» **Input for this task**
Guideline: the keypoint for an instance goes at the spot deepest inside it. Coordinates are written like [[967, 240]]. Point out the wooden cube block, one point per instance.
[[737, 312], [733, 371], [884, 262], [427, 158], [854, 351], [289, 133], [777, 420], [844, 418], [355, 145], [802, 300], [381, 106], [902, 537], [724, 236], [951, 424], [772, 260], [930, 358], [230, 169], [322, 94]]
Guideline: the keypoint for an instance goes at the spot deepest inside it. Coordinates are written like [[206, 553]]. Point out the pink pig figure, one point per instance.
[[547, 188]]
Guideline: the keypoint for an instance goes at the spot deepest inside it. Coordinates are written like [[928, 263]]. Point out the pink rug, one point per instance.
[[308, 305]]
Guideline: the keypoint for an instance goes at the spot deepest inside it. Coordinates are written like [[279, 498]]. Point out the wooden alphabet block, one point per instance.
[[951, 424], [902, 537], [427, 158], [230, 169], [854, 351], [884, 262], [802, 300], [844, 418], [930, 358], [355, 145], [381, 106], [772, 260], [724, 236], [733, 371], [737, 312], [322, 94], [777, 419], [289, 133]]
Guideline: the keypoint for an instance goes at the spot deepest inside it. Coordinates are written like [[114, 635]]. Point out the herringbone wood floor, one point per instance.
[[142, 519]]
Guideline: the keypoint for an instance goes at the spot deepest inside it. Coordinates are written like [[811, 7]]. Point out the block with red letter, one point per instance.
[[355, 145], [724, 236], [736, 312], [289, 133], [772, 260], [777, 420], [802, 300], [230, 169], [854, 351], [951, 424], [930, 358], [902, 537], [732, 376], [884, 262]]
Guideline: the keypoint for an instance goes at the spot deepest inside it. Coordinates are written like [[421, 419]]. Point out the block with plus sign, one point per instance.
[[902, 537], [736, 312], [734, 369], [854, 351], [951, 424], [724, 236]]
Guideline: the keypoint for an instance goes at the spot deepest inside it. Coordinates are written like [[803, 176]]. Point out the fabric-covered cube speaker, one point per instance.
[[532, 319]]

» **Task statement**
Transcribe the data above verbatim, reproducing every line without any alteration.

» **Task result**
Guideline: the keypoint for an instance goes at the spot deepest inside it. Coordinates are written like [[967, 240]]. Point out the wooden cube block, one point per instance.
[[737, 312], [733, 371], [884, 262], [427, 158], [854, 351], [289, 133], [777, 420], [844, 418], [355, 145], [802, 300], [381, 106], [902, 537], [724, 236], [951, 424], [772, 260], [930, 358], [230, 169], [322, 94]]
Guideline: the keypoint for an instance goes at the spot deepest inside it. Coordinates are written like [[206, 553]]. Point out the pink pig figure, one point per instance.
[[547, 188]]
Guideline: the keypoint for an instance goes at the spot deepest inside it. Coordinates are written like [[928, 263]]. Point out the pink rug, one point per instance.
[[308, 305]]
Guideline: the keypoint for an instance goes at the spot deepest inside it. Coordinates are written like [[279, 498]]. Point out the wooden alphabet block, one point per instance.
[[951, 424], [902, 537], [427, 158], [230, 169], [854, 351], [884, 262], [802, 300], [844, 418], [930, 358], [355, 145], [381, 106], [772, 260], [724, 236], [733, 371], [737, 312], [322, 94], [777, 419], [289, 133]]
Guideline: the keypoint for an instance goes at the spot deepest inside it. Coordinates are written like [[114, 635]]. Point out the herringbone wood floor, one point per instance.
[[142, 519]]
Guideline: the keypoint for an instance goes at the spot deepest inside it. Coordinates are written like [[811, 7]]. Point out the block with red letter, one point per instance.
[[355, 145], [724, 236], [736, 312], [289, 133], [772, 260], [777, 420], [802, 300], [230, 169], [854, 351], [951, 424], [930, 358], [902, 537], [732, 376], [884, 262]]
Guideline: the keypoint for an instance goes at the spot deepest inside it. Coordinates are written like [[421, 419]]. Point out the block with plus sign, one point per instance.
[[902, 537], [736, 312], [734, 369], [854, 351], [951, 424], [724, 236]]
Guideline: the keypoint for an instance goes at the spot deepest inside it. Coordinates are written like [[803, 176]]. Point out the fabric-covered cube speaker, one point per instance.
[[532, 319]]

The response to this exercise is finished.